● **What to produce**
Set down each record exactly as written.
····················
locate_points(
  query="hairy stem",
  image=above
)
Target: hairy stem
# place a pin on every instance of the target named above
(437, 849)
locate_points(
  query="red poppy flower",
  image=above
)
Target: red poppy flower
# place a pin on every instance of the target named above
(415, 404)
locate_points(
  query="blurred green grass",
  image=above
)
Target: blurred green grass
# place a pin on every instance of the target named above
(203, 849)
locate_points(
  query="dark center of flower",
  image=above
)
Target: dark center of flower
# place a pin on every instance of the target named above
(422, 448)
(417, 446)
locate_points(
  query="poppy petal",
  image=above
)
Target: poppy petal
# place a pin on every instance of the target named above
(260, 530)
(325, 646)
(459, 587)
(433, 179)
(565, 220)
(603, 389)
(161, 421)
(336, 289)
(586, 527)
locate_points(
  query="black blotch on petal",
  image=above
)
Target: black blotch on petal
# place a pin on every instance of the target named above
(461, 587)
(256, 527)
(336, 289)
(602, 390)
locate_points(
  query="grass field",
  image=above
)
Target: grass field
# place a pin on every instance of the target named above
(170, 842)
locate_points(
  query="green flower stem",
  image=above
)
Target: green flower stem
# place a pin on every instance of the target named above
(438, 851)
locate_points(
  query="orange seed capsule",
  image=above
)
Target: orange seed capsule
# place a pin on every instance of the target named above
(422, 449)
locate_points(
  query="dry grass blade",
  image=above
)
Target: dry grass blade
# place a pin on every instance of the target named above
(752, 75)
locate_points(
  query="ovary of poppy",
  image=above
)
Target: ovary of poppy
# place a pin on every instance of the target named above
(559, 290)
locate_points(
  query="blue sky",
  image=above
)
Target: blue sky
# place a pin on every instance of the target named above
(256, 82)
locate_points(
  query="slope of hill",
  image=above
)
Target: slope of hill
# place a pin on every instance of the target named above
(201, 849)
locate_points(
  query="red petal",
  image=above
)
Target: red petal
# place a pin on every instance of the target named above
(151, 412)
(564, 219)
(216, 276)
····················
● **Response to this exercise**
locate_points(
  query="hairy stem",
  image=above
)
Target: hairy stem
# place a pin on every instance of the target named above
(437, 849)
locate_points(
  query="red poppy flower",
  image=above
)
Target: red poppy flower
# place a pin on every instance of the target named above
(415, 404)
locate_points(
  query="blurred green grass",
  image=above
)
Target: blurred green grass
# place a pin on every instance of the target named above
(203, 849)
locate_points(
  query="dark center of flower",
  image=above
)
Target: dark center of flower
# place a pin on every instance of the target named above
(422, 448)
(417, 446)
locate_points(
  query="poppy petal",
  image=above
)
Target: poppy petal
# place a pin on every instance of the target named above
(260, 530)
(325, 646)
(459, 587)
(433, 179)
(565, 220)
(603, 389)
(161, 421)
(336, 289)
(586, 527)
locate_points(
  query="black blotch on petal",
  image=above
)
Target: black blotch on petal
# place a pin on every instance of the target named above
(461, 587)
(256, 527)
(336, 289)
(602, 390)
locate_points(
  query="grass field",
  image=above
)
Target: grass field
# place a pin on every instance of the target named above
(170, 842)
locate_points(
  query="green flower stem",
  image=above
)
Target: green flower stem
# place a pin on every instance of the target named above
(438, 851)
locate_points(
  query="orange seed capsule",
  image=above
)
Target: orange seed capsule
# place a pin on every instance of the target named above
(422, 449)
locate_points(
  query="dry grass blade",
  image=above
)
Target: dry grass blade
# place a pin on every instance of the target named above
(752, 75)
locate_points(
  query="ovary of poppy",
  image=above
)
Target: ovary of poppy
# place a pin on every instance of the target named above
(559, 290)
locate_points(
  query="blue sky",
  image=above
)
Target: blue sky
# place a pin on every instance of the target named above
(256, 82)
locate_points(
  query="slope of hill",
  image=above
)
Target: slope of hill
# place a pin on every instance of the target named above
(201, 849)
locate_points(
  query="red petal",
  image=above
)
Target: red petal
# place a pin on every instance of the target named above
(151, 412)
(564, 219)
(216, 276)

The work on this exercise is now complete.